(Written request):
Rewrite each of the rows below with every occurrence of "fallen tree branch" changed to "broken limb", leaving everything else unchanged.

(Listed entries):
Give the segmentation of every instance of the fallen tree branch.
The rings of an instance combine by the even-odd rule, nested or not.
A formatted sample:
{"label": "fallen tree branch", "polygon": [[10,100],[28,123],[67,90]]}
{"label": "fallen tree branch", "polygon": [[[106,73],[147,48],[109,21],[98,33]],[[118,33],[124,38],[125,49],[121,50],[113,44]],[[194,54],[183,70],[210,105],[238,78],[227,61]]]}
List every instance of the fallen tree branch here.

(Solution):
Give the segmentation of every instance of the broken limb.
The rings of an instance combine by the even-odd rule, nested or not.
A formatted sample:
{"label": "broken limb", "polygon": [[10,100],[28,123],[67,90]]}
{"label": "broken limb", "polygon": [[[106,73],[147,48],[109,21],[98,33]],[[118,33],[124,38],[125,49],[121,50],[113,44]],[[194,54],[183,70],[210,105],[238,78],[227,61]]]}
List every instance of the broken limb here.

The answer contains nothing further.